• Dataset:
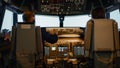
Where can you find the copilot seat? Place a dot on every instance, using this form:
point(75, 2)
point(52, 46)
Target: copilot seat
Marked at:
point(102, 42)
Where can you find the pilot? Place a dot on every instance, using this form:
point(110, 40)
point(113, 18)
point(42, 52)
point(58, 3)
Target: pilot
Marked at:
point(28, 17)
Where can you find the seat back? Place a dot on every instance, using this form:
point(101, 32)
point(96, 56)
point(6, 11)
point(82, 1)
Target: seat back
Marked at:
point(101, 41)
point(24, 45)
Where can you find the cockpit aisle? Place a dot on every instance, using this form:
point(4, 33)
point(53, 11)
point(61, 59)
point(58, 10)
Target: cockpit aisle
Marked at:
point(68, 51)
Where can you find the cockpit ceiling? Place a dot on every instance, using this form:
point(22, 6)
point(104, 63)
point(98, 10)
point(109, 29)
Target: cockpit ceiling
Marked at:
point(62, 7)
==
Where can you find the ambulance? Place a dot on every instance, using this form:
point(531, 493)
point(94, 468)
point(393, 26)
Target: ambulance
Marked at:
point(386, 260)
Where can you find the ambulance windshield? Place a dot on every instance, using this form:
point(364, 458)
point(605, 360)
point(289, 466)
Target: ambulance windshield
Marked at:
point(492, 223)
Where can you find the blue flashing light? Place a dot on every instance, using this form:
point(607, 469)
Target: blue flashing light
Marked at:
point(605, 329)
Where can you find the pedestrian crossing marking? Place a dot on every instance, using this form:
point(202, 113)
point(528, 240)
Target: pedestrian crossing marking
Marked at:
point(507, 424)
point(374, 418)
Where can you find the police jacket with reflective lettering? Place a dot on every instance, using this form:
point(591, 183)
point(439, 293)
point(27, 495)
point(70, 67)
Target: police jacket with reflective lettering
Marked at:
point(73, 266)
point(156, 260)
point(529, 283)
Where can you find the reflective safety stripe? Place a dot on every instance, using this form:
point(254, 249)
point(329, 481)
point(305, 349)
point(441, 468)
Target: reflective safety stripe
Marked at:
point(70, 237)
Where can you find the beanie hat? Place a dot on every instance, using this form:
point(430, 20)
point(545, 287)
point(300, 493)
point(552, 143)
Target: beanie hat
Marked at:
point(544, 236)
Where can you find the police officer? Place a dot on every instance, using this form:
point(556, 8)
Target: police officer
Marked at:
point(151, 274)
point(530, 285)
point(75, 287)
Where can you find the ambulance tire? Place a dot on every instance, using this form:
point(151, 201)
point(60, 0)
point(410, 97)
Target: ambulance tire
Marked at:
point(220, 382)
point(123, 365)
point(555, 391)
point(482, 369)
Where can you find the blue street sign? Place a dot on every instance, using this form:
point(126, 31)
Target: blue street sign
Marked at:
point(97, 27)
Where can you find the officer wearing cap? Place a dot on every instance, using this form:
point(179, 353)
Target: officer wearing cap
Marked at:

• What you need to do: Rewrite the material from the line containing "Where can you find the cockpit aisle?" through the line containing "point(62, 7)", both included, as a Markdown table with the columns Row and Line. Number each line in the Row column and leave out any blank lines.

• Response:
| Row | Line |
|---|---|
| 1 | Where can you find the cockpit aisle? Place a dot on every instance, using this form: |
| 2 | point(4, 33) |
| 3 | point(53, 11) |
| 4 | point(61, 59) |
| 5 | point(58, 10) |
| 6 | Target: cockpit aisle |
| 7 | Marked at: |
| 8 | point(68, 51) |
| 9 | Where can you find the cockpit ceiling? Place a dot on every instance, using this form: |
| 10 | point(22, 6) |
| 11 | point(104, 63) |
| 12 | point(98, 10) |
| 13 | point(109, 29) |
| 14 | Target: cockpit ceiling |
| 15 | Marked at: |
| 16 | point(62, 7) |